Object outline annotations:
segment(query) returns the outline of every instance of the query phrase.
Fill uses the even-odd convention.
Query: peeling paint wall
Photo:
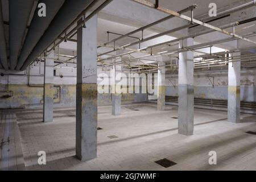
[[[54,89],[55,107],[75,107],[76,85],[55,85]],[[0,90],[6,90],[6,85],[0,84]],[[13,96],[0,98],[0,108],[43,106],[43,88],[42,86],[11,84],[9,85],[9,90],[13,92]],[[98,104],[110,105],[111,98],[111,94],[98,94]],[[122,94],[122,101],[125,102],[131,103],[134,100],[134,94]]]

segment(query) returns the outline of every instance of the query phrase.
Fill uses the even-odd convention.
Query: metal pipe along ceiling
[[[34,0],[9,0],[10,67],[15,68]]]
[[[1,38],[1,40],[0,41],[0,61],[3,67],[3,68],[6,70],[8,70],[9,66],[7,57],[6,41],[5,40],[3,15],[2,14],[2,11],[1,1],[0,1],[0,38]]]
[[[33,48],[44,34],[51,22],[57,14],[64,0],[41,0],[38,3],[44,3],[47,7],[47,16],[39,17],[36,13],[34,15],[33,19],[27,34],[22,49],[18,60],[16,70],[19,70],[23,65],[26,59],[31,53]]]
[[[93,1],[93,0],[65,0],[20,70],[23,71],[34,61],[37,56],[52,43],[53,40],[56,39],[63,30],[67,28]]]

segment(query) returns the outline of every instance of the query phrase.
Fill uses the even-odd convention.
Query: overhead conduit
[[[47,16],[46,17],[40,17],[38,15],[37,11],[35,13],[18,60],[16,70],[19,70],[22,67],[26,59],[48,27],[64,2],[64,0],[41,0],[39,1],[38,4],[40,3],[46,4]]]
[[[9,0],[10,68],[14,70],[34,0]]]
[[[2,38],[0,41],[0,61],[2,67],[0,64],[0,68],[3,68],[2,67],[3,67],[5,70],[8,70],[9,68],[7,62],[6,40],[5,40],[1,1],[0,1],[0,38]]]
[[[93,0],[65,0],[20,70],[24,70],[31,63],[34,61],[38,55],[50,46],[53,40],[55,40],[63,30],[67,28],[93,1]]]

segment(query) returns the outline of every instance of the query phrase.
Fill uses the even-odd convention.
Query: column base
[[[76,156],[86,161],[97,157],[97,84],[77,84],[76,99]]]
[[[228,121],[239,123],[240,121],[240,86],[229,86]]]
[[[192,135],[194,128],[194,87],[179,85],[179,133]]]
[[[166,106],[166,86],[158,86],[158,110],[164,110]]]
[[[43,121],[49,122],[53,121],[53,97],[54,85],[45,84],[44,85],[44,105]]]
[[[121,112],[121,94],[112,94],[112,115],[118,115]]]

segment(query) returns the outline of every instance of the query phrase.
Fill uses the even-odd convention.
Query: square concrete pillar
[[[97,15],[77,31],[76,155],[82,161],[97,157]]]
[[[179,42],[180,48],[193,44],[193,39]],[[193,54],[192,51],[179,53],[179,133],[191,135],[194,127]]]
[[[54,51],[48,55],[45,59],[44,71],[44,94],[43,114],[44,122],[53,121],[53,67]]]
[[[158,63],[158,110],[164,110],[166,105],[166,63]]]
[[[240,52],[229,55],[232,57],[240,56]],[[240,76],[241,62],[229,62],[228,71],[228,121],[240,123]]]
[[[121,59],[117,61],[121,61]],[[122,66],[121,64],[115,65],[112,70],[112,115],[118,115],[121,113],[122,94],[117,90],[117,82],[115,81],[116,75],[121,73]]]

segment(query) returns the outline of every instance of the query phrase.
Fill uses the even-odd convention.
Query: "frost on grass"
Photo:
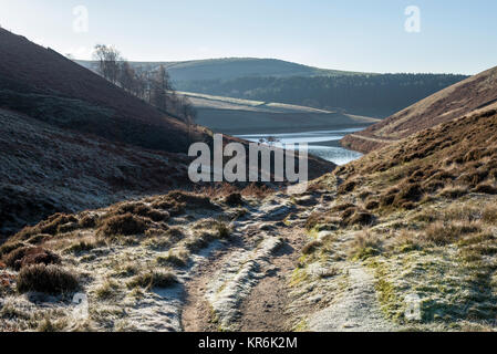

● **Directions for this task**
Write out the material above as a numbered list with one line per item, skipping the blank lines. Leave the pictures out of your list.

● **Reply to the exercise**
1. segment(query) returns the outline of every instance of the query phrase.
2. Fill uses the even-odd convention.
3. Query: peeling paint wall
4. Photo:
5. [[[54,89],[55,107],[75,107],[76,85],[55,85]],[[0,90],[6,90],[6,85],[0,84]],[[13,96],[0,98],[0,108],[43,106],[43,88],[42,86],[11,84],[9,85],[9,90],[13,92]],[[98,104],[110,105],[111,98],[111,94],[98,94]],[[122,94],[122,101],[125,102],[131,103],[134,100],[134,94]]]
6. segment(query) returns the outline of every instance of the query phrase.
7. Fill uses the even-odd convention.
8. Query: metal pipe along ceiling
9. [[[34,0],[9,0],[10,67],[15,68]]]
10. [[[1,38],[1,40],[0,41],[0,61],[3,67],[3,68],[6,70],[8,70],[9,66],[7,57],[6,41],[5,40],[3,15],[2,14],[2,11],[1,1],[0,1],[0,38]]]
11. [[[33,48],[44,34],[51,22],[57,14],[64,0],[41,0],[38,3],[44,3],[47,7],[47,16],[39,17],[36,13],[34,15],[33,19],[27,34],[22,49],[18,60],[16,70],[19,70],[23,65],[26,59],[31,53]]]
12. [[[93,1],[93,0],[65,0],[20,70],[23,71],[34,61],[37,56],[52,43],[53,40],[56,39],[63,30],[67,28]]]
13. segment(query) returns the outline of every instance of the query phrase.
14. Fill uses the even-odd convention.
15. Query: overhead conduit
16. [[[47,16],[46,17],[40,17],[38,15],[37,11],[35,13],[18,60],[16,70],[19,70],[22,67],[26,59],[48,27],[64,2],[64,0],[41,0],[39,1],[38,4],[40,3],[46,4]]]
17. [[[9,0],[10,68],[14,70],[34,0]]]
18. [[[2,38],[0,41],[0,61],[2,67],[0,64],[0,68],[3,68],[2,67],[3,67],[5,70],[8,70],[9,68],[7,62],[6,40],[5,40],[1,1],[0,1],[0,38]]]
19. [[[93,0],[65,0],[20,70],[24,70],[31,63],[34,61],[38,55],[50,46],[53,40],[55,40],[63,30],[67,28],[93,1]]]
20. segment(query) returns the outline of every instance of the query phrase.
21. Fill uses the even-odd convention.
22. Query: column base
23. [[[76,156],[86,161],[97,157],[97,84],[77,84],[76,99]]]
24. [[[228,121],[239,123],[240,121],[240,86],[229,86]]]
25. [[[192,135],[194,128],[194,87],[179,85],[179,133]]]
26. [[[166,106],[166,86],[158,86],[158,110],[164,110]]]
27. [[[43,121],[49,122],[53,121],[53,97],[54,85],[45,84],[44,85],[44,105]]]
28. [[[121,112],[121,94],[112,94],[112,115],[118,115]]]
29. segment(query) returns the outline of every instance of the query phrase.
30. Fill uses the even-odd convention.
31. Query: square concrete pillar
32. [[[97,15],[77,31],[76,155],[82,161],[97,157]]]
33. [[[179,42],[180,48],[193,44],[193,39]],[[193,54],[192,51],[179,53],[179,133],[191,135],[194,127]]]
34. [[[54,51],[48,55],[45,59],[44,71],[44,94],[43,114],[44,122],[53,121],[53,67]]]
35. [[[158,63],[158,110],[164,110],[166,105],[166,63]]]
36. [[[240,52],[229,55],[232,57],[240,56]],[[240,76],[241,62],[229,62],[228,71],[228,121],[240,123]]]
37. [[[121,59],[117,61],[121,61]],[[122,66],[121,64],[115,65],[112,70],[112,115],[118,115],[121,113],[122,94],[117,90],[117,82],[115,81],[116,75],[121,73]]]
38. segment(query) returns the outline of every instance of the query phrase.
39. Fill uses the even-odd convention.
40. Query: "frost on grass"
41. Photo:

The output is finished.